→ **REQUIRED WORK**:
1. In the passage on the Good Samaritan below, how many times does the New Testament use the Greek word translated as having compassion?
2. Summarize the passage on the Good Samaritan in two sentences.
— START OF EXTRACT —
The fact that the Samaritan is a sworn enemy makes things a little different. Whereas modern do-gooder interpretations tend to focus on the parable as a moral exemplar for helping the needy in society, Patristic interpreters of the early church had a different take. The parable was not about an ethical imperative – to help the needy in the world – but it was an allegory of God’s plan of salvation and an entry path for persons into the church. Whereas moderns tend to understand themselves as passing by the man on the road – in a position of power – Patristic interpreters looked at the parable and saw themselves on the ground, beaten and left for dead, waiting for someone to help.

Jesus’ tale is Gospel, it is powerfully good news. It is good news for the lawyer – he gains insight into the law of love. It is good news for the Samaritan – he is a hero. It is good news for the wounded man – he gets taken care of. And it is ultimately good news for its hearers, who whether we know it or not, are ourselves beaten and broken, callous and cut up along the road. That’s because Jesus isn’t offering a tale about what to do in this passage. In this well known parable he is revealing just who God is. The parable of the Good Samaritan is ultimately a revelation of the character of God.

But before we can talk about God, we need to talk about us. It’s not as much in vogue to talk about it much these days, but from the Apostle Paul way back when to Reinhold Niebuhr only a little back when, Christian theologians have affirmed that humans are sinful. All have sinned and fallen short of the glory of God, Paul writes. Wesley said that the goal of the Christian life was to recover the image of God that was lost through sin. Whatever the words say, we know that most of the time we are working against the will and plan of God. God desires reconciliation and we foster division. God desires sharing – take the cloak off your back and give them your tunic too – but from the day we leave the womb we are constantly clamoring for ourselves. Wasting water in a drought, cashing a big check while another can’t eat, or hiding my Halloween candy so my little brother can’t have some. We know just who and what we are.

The Samaritan in the parable didn’t leave his enemy bleeding on the ground. And neither does God. For even though we are often God’s enemy, fomenting rebellion and living against God’s desire for the world, God still sees us. God still sees us and has compassion. God, like the Samaritan in the parable, saw our needs. God sees that, like the man in the story, we are hurting. God sees that the sin and evil have ransacked us along the road, beating us beyond repair and leaving us for dead. But our sin and our sad, sad, state does not prevent God from seeing that we need help, and then crossing the road to heal us. The Apostle Paul spends the first half of Romans slaying us, slicing and dicing us by detailing all the ways that we sin and rebel against God. But at its height, the text sings as Paul declares, “While we were yet sinners, Christ died for us.”

The turning point of the parable comes when the Samaritan sees the man, and “has compassion” on him. The Greek word that is translated as having compassion is used twelve times in the New Testament, all in the Gospels. Nine times it refers to God’s compassion as revealed in the Incarnate One, Jesus. The Samaritan isn’t a unique man willing to transcend religious politics or an extraordinary guy walking down the road one day. The compassion that he shows isn’t an attribute to be imitated. Instead, his compassion reveals that the Samaritan is nothing more or nothing less than a description of the Christ, Emmanuel, God with us. We see in the compassion extended to the man lying in the road the compassion God extends to each and every one of us. The Good Samaritan is a reflection of the love of God.
— END OF EXTRACT —
— START OF INFORMATION PROVIDED —
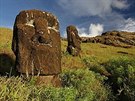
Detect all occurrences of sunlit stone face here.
[12,10,61,75]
— END OF INFORMATION PROVIDED —
→ **WRITTEN RESPONSES**:
1. Twelve times, all in the Gospels.

2. The passage contrasts modern readings of the parable as a moral example for helping the needy with early Patristic readings of it as an allegory of salvation, in which readers saw themselves as the beaten man on the ground. It argues that humans are sinful and often God's enemies, yet God, like the Samaritan, sees them with compassion and crosses the road to heal them, so the Samaritan's compassion reveals the character of God in Christ.